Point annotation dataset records
__________
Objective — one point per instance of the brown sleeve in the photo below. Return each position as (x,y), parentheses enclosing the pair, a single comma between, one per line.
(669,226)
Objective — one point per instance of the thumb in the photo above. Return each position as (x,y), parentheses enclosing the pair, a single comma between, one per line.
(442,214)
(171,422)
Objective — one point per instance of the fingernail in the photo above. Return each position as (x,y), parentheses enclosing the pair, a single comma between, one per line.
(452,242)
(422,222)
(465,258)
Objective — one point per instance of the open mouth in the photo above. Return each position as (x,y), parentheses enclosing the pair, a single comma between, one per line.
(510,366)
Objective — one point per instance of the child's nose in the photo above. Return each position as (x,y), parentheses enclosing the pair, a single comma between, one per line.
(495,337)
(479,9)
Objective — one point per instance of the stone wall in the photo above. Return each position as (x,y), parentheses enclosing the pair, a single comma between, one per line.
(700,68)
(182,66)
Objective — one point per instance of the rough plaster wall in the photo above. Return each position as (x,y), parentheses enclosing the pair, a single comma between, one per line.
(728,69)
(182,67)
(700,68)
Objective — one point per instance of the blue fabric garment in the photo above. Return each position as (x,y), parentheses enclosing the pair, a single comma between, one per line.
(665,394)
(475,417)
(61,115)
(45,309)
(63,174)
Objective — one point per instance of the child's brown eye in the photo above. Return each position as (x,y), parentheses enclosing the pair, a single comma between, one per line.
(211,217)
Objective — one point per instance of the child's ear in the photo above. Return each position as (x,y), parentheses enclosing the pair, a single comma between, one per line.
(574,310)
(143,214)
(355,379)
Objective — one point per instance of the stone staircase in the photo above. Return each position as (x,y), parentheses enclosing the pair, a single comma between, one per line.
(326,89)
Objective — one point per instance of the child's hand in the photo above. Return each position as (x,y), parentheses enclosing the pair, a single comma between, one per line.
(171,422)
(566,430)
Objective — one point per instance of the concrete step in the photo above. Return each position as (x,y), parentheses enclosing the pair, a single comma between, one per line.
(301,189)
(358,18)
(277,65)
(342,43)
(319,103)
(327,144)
__________
▶ Task directions: Recast all of the rows above as one numbered list, leaving out any blank lines.

▶ Task answer:
1. Objective — one point per instance of the brown sleeve in the photo below. Return each position as (x,y), parentheses enclosing the pair, a single comma between, one per line.
2. (669,226)
3. Objective — one point per instance of the thumb in the photo above. Return each position as (x,y), parentheses enclosing the pair, a single comma between, one per line.
4. (442,214)
5. (171,422)
6. Objective — one point per instance of the fingernail in the photo above. Return each position as (x,y), parentheses enclosing the pair, a single comma between, one per line.
7. (452,242)
8. (422,222)
9. (465,258)
10. Objective — one point per instance of the open mouth in the photo above. Return each position as (x,y), parentheses enclosing the pair, a single comma between, one per line.
11. (510,366)
12. Objective — one point per instance of the child's nose in the photo above. Return each position as (x,y), parentheses enclosing the pair, a single comma between, one per line.
13. (495,337)
14. (479,9)
15. Objective — one point per instance of the stone wall in the photo above. Return each position as (x,y), parentheses enclosing the pair, a single comma between, one per line.
16. (700,68)
17. (182,66)
18. Objective — one point per instance of the rough plaster wall in the photo above. Return each position as (x,y), parentheses enclosing the pair, a single comma between, one per line.
19. (728,69)
20. (182,67)
21. (700,68)
22. Objective — one point per instance of the blue fabric garment in the photo above. Return each position as (x,y), parentheses enclosing the pair, a single comma between, one per line.
23. (665,394)
24. (475,417)
25. (61,115)
26. (45,309)
27. (63,174)
28. Objective — one point per instance of the child's brown eye in the photo above. Return each position as (x,y), parentheses enclosing the pair, a single comma between, one per line.
29. (211,217)
30. Objective — one point per instance of the child's ear in the photo above. Return each position as (x,y), parentheses enclosing the pair, a single comma between, one per line.
31. (574,310)
32. (143,214)
33. (355,379)
34. Objective — one point per instance of the stone staircase in the photo above. Return each position as (x,y), parentheses enclosing the pair, a single comma between, one per line.
35. (326,89)
36. Objective — one point per instance of the child's hand in the photo above. Return each position as (x,y), parentheses enclosing the pair, a single comma between, one per line.
37. (171,422)
38. (566,430)
39. Objective — one point per instance of the concrete step in the photo above. Return each position as (x,y), parentheses enclosing the pair, a single comma between, one per line.
40. (301,189)
41. (358,18)
42. (277,65)
43. (342,43)
44. (319,103)
45. (327,144)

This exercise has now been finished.